- [Instruction] Update the listing below by replacing every occurrence of "single dot" with "single point", leaving all other text unchanged.
::: Listing
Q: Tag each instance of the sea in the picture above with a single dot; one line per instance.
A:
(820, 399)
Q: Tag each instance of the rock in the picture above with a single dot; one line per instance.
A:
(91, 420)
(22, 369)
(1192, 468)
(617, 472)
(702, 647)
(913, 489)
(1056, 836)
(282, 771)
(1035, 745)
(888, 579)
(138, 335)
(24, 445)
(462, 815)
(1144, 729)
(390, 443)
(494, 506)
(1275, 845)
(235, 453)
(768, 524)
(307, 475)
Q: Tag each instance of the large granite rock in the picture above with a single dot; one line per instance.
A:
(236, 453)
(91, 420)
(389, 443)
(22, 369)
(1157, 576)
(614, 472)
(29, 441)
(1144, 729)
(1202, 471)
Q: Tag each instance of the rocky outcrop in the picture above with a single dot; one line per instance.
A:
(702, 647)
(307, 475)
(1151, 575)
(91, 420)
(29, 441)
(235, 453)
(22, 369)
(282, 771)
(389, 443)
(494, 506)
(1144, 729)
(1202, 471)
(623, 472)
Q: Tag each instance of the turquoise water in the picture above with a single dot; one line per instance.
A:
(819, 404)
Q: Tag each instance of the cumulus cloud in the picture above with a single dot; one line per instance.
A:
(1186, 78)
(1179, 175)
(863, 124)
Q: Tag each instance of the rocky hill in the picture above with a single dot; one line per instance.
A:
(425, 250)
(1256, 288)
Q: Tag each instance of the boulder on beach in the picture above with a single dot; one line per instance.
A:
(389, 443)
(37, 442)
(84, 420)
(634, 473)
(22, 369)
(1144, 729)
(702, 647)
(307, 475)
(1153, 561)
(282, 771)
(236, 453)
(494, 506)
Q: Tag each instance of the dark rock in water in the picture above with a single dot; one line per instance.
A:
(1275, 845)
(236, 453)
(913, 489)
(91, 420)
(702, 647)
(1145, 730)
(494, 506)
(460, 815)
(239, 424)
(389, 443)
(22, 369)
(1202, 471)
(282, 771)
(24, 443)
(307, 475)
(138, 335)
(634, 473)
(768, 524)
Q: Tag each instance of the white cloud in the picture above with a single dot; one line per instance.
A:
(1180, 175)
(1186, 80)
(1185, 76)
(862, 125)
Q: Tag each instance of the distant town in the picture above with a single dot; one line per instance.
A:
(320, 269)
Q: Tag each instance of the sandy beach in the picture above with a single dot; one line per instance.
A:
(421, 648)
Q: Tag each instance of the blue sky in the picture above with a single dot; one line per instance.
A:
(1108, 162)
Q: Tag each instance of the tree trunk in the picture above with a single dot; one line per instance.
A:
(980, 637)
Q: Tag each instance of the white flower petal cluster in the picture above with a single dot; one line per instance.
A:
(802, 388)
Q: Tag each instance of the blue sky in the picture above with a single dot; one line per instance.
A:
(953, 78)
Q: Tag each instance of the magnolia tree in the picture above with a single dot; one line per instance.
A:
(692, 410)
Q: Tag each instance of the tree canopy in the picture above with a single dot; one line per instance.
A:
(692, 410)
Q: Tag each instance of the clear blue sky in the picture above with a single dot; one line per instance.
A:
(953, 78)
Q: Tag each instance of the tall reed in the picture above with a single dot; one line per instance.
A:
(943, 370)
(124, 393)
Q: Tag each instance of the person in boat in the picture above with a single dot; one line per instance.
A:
::::::
- [Solution to the problem]
Q: Tag each instance of the sea in the picture above with a single point; one line per instance.
A:
(820, 399)
Q: Tag each instance of the rock in the picture above with a single point; one line per instance.
A:
(91, 420)
(22, 369)
(1192, 468)
(617, 472)
(702, 647)
(913, 489)
(1056, 836)
(282, 771)
(1035, 745)
(888, 579)
(138, 335)
(24, 445)
(462, 815)
(1144, 729)
(390, 443)
(494, 506)
(1275, 845)
(235, 453)
(768, 524)
(307, 475)
Q: Tag each instance of the large granite rock in the picture above with a single point; one line per instance.
A:
(236, 453)
(91, 420)
(389, 443)
(22, 369)
(1157, 576)
(614, 472)
(29, 441)
(1144, 729)
(1202, 471)
Q: Tag each instance of the rocky outcrop in the picture above with a single point; one line per instance.
A:
(702, 647)
(307, 475)
(1151, 575)
(91, 420)
(29, 441)
(235, 453)
(22, 369)
(282, 771)
(389, 443)
(494, 506)
(1144, 729)
(1202, 471)
(623, 472)
Q: Tag each instance of the turquoise water in the picture above with a single point; one line per instance.
A:
(819, 404)
Q: Tag each instance of the cumulus cloud in the picture above with a single point; one line per instance.
A:
(1186, 78)
(1179, 175)
(863, 124)
Q: Tag each instance of the rocky hill in the picture above with a single point; one line per instance.
A:
(425, 250)
(1256, 288)
Q: Tag each instance of the boulder on beach in the picture above with a single point; one line per instance.
A:
(389, 443)
(37, 442)
(84, 420)
(634, 473)
(22, 369)
(1144, 729)
(702, 647)
(307, 475)
(1153, 561)
(282, 771)
(236, 453)
(494, 506)
Q: Tag each instance of the dark rock in water in the picture above with a single point; one line per instance.
A:
(1275, 845)
(236, 453)
(913, 489)
(91, 420)
(702, 647)
(1145, 730)
(494, 506)
(460, 815)
(239, 424)
(389, 443)
(22, 369)
(1202, 471)
(282, 771)
(24, 443)
(307, 475)
(138, 335)
(634, 473)
(768, 524)
Q: Tag each instance of the white cloud in the picture above with a single point; one line per instance.
A:
(1180, 175)
(1186, 80)
(1185, 76)
(862, 125)
Q: Tag each instance of the distant town in the picture above with a single point; one line per instance.
A:
(320, 269)
Q: Tag each instance of the sandy beach in the picture above with a single point; one line per instance.
A:
(421, 648)
Q: Tag each instance of the blue sky in the picture above with a single point; one line per instance.
A:
(1108, 162)
Q: Tag each instance of the tree trunk in the picture above with a single point; one line per instance.
A:
(980, 637)
Q: Tag each instance of the white flower petal cluster in the picture above with a single point; one line per instance.
A:
(802, 388)
Q: Tag each instance of the blue sky in the picture above with a single point; one line per instance.
A:
(953, 78)
Q: Tag each instance of the magnolia tree in the picture above with a single point; one line per instance.
A:
(692, 410)
Q: Tag each instance of the tree canopy in the picture above with a single point; one line per instance.
A:
(692, 410)
Q: Tag each instance of the clear blue sky in the picture above with a single point; one line per instance.
A:
(953, 78)
Q: Tag each instance of the tall reed in the picture above with a single point; one line per instance.
A:
(943, 370)
(124, 393)
Q: Tag each instance of the person in boat in the picture above with a single point; one line per instance.
A:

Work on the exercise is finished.